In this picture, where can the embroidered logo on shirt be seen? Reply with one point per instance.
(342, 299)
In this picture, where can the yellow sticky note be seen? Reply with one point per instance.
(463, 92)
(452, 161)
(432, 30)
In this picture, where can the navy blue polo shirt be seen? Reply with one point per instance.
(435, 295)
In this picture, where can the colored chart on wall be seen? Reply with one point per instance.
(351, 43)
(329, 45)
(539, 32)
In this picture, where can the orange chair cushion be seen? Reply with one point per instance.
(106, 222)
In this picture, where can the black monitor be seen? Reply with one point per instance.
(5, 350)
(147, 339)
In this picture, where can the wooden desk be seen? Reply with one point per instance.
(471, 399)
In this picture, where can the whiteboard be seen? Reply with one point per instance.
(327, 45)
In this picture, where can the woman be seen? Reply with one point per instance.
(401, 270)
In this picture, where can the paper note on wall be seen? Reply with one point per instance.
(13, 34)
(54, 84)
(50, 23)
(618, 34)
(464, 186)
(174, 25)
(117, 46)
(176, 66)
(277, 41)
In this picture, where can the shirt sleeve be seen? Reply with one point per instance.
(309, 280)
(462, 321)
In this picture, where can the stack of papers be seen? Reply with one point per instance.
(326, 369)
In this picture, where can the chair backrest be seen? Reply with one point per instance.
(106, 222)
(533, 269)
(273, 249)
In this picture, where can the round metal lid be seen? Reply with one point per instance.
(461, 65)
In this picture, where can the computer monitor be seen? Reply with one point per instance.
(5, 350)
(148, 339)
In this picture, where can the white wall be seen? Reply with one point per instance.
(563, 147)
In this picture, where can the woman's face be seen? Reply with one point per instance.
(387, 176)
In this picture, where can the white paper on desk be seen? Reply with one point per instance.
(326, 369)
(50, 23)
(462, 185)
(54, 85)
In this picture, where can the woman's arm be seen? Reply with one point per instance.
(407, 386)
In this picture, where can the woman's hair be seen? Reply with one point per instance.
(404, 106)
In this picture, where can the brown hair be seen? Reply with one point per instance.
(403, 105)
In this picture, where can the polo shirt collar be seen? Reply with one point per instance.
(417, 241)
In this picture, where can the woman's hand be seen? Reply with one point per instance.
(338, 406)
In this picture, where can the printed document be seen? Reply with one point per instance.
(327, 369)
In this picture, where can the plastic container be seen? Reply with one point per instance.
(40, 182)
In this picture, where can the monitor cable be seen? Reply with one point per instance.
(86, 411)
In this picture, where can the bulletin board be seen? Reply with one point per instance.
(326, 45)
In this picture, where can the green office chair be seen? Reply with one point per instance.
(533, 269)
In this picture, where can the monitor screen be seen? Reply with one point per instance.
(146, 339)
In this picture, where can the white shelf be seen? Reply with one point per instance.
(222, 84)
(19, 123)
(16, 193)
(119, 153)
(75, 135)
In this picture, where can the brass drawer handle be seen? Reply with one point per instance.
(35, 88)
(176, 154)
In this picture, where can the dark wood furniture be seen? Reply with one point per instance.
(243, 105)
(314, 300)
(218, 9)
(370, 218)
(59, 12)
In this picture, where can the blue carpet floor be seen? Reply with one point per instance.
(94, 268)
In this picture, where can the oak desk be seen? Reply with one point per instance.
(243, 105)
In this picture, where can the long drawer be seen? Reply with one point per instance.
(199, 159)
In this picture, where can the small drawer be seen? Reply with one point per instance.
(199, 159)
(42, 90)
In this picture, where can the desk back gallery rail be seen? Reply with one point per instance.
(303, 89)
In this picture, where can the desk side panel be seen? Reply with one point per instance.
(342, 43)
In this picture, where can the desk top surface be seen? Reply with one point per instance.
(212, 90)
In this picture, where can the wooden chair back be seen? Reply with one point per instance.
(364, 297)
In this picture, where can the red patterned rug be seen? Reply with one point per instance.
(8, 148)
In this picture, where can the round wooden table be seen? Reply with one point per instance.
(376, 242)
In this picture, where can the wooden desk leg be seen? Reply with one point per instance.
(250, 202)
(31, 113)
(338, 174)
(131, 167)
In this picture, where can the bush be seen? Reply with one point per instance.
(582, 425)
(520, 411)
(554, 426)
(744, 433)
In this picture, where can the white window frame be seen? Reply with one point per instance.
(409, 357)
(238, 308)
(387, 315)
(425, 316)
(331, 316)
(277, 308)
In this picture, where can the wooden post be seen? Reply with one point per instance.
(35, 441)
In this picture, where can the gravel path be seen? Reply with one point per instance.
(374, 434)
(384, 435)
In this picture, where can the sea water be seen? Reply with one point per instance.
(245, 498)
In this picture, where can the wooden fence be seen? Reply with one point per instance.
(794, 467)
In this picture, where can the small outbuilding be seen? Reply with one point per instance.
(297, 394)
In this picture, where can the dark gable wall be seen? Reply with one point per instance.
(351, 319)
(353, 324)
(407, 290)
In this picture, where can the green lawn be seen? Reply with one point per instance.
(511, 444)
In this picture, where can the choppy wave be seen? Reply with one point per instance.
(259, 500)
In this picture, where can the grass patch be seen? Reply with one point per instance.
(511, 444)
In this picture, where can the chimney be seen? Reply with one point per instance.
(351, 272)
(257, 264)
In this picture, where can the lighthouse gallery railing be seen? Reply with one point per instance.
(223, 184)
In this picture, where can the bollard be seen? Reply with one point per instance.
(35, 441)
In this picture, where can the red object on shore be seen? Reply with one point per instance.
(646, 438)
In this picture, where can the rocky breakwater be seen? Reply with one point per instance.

═══

Please return the data above exactly as given.

In this picture, where can the embroidered logo on shirt be seen? Reply with one point per instance.
(342, 299)
In this picture, where can the yellow sticky note be seen? Reply with one point per instance.
(463, 92)
(452, 161)
(432, 30)
In this picture, where can the navy blue polo shirt be seen? Reply with one point per instance.
(435, 295)
In this picture, where can the colored chart on wall be seen? Reply with one point per instance.
(351, 43)
(329, 45)
(539, 32)
In this picture, where can the orange chair cushion be seen? Reply with one point per instance.
(106, 222)
In this picture, where can the black monitor be seen? Reply with one point per instance.
(5, 350)
(147, 339)
In this picture, where can the wooden desk be seen? Reply with one point per instance.
(471, 399)
In this picture, where can the whiteboard be seen? Reply with one point per instance.
(327, 45)
In this picture, where can the woman be seen? Reply with one point per instance.
(401, 270)
In this picture, where can the paper note on wall be seen? Reply with one point per instance.
(13, 34)
(54, 84)
(50, 23)
(618, 34)
(464, 186)
(174, 25)
(117, 46)
(176, 66)
(277, 41)
In this picture, where can the shirt sleeve be seen? Reply with one point per instance.
(309, 280)
(462, 321)
In this picture, where can the stack of papers be seen? Reply with one point per instance.
(326, 369)
In this picture, where can the chair backrest be seen? Reply with one point per instance.
(106, 222)
(533, 269)
(273, 249)
In this picture, where can the round metal lid be seen? Reply with one point per instance.
(461, 65)
In this picture, where can the computer monitor be seen? Reply with one point per instance.
(5, 350)
(148, 339)
In this picture, where can the white wall be seen? Reply with one point per instance.
(563, 147)
In this picture, where can the woman's face be seen? Reply with one point per instance.
(387, 176)
In this picture, where can the white paper on desk be seen? Reply with one point per instance.
(326, 369)
(50, 23)
(462, 185)
(54, 85)
In this picture, where can the woman's arm be seen? Reply with one point per instance.
(407, 386)
In this picture, where can the woman's hair be seen? Reply with one point per instance.
(404, 106)
In this picture, where can the brown hair be seen? Reply with one point per instance.
(403, 105)
In this picture, where can the polo shirt collar be seen? Reply with one point per instance.
(417, 241)
In this picture, where can the woman's hand be seen? Reply with one point per instance.
(338, 406)
In this picture, where can the printed document be seen? Reply with one point per instance.
(327, 369)
In this picture, where can the plastic container be seen? Reply with one point per instance.
(40, 182)
In this picture, where can the monitor cable be seen? Reply with one point per instance.
(86, 411)
In this picture, where can the bulletin board be seen? Reply with one point per instance.
(326, 45)
In this picture, where can the green office chair be seen? Reply with one point per instance.
(533, 269)
In this picture, where can the monitor screen be seen? Reply with one point per instance.
(146, 339)
In this picture, where can the white shelf be seen? Reply with one point per instance.
(222, 84)
(19, 123)
(16, 193)
(119, 153)
(75, 135)
In this picture, where can the brass drawer handle be seen? Reply with one point per instance.
(35, 88)
(176, 154)
In this picture, where can the dark wood furniture be seen? Reply with one point per instance.
(243, 105)
(314, 300)
(218, 9)
(370, 218)
(59, 12)
In this picture, where can the blue carpet floor be seen? Reply with one point per instance.
(94, 268)
In this picture, where can the oak desk be seen? Reply with one point per instance.
(243, 105)
In this picture, where can the long drawer be seen? Reply with one point per instance.
(199, 159)
In this picture, where can the small drawer be seen? Reply with one point per instance.
(199, 159)
(42, 90)
In this picture, where can the desk back gallery rail be seen? Reply with one point per instance.
(303, 89)
In this picture, where can the desk side panel be seen? Reply with one point per instance.
(342, 43)
In this picture, where can the desk top surface be seen? Reply with one point per instance.
(212, 90)
In this picture, where can the wooden chair back be seen? Reply with one point per instance.
(364, 297)
In this picture, where can the red patterned rug be seen? Reply with one point per instance.
(8, 148)
In this picture, where can the round wooden table be seen? Reply with one point per instance.
(376, 242)
In this picture, where can the wooden desk leg be seen? Reply with one point per instance.
(250, 202)
(31, 113)
(338, 174)
(131, 167)
In this picture, where can the bush be seen? Reply with one point per instance.
(582, 425)
(520, 411)
(554, 426)
(744, 433)
In this picture, where can the white window frame be seen? Reply with one point per instance.
(409, 357)
(238, 308)
(387, 315)
(425, 316)
(331, 316)
(277, 308)
In this picture, where can the wooden post be seen? Reply with one point per instance.
(35, 441)
In this picture, where can the gravel path be seen? Reply with one point per instance.
(374, 434)
(384, 435)
In this picture, where can the sea water be seen? Reply with one point per instance.
(245, 498)
In this picture, where can the wooden fence be seen? Reply with one point per instance.
(794, 467)
In this picture, where can the small outbuilding be seen? Reply with one point per instance.
(297, 394)
In this picture, where can the dark gable wall be seen? Reply with one point per instance.
(351, 319)
(353, 324)
(407, 290)
In this picture, where can the green lawn be seen? Reply with one point per instance.
(511, 444)
In this picture, where can the choppy wave be seen? Reply with one point per instance.
(259, 500)
In this picture, where can the grass patch be seen? Reply with one point per instance.
(511, 444)
In this picture, where can the chimney be seen? Reply with one point per instance.
(351, 272)
(257, 264)
In this picture, where can the lighthouse gallery railing be seen? Reply with one point per instance.
(223, 184)
In this picture, where can the bollard be seen? Reply with one point per instance.
(35, 441)
In this picture, where can the red object on shore be seen? Reply with one point per instance.
(646, 438)
In this picture, where can the rocky breakwater be seen? Reply with one point per instance.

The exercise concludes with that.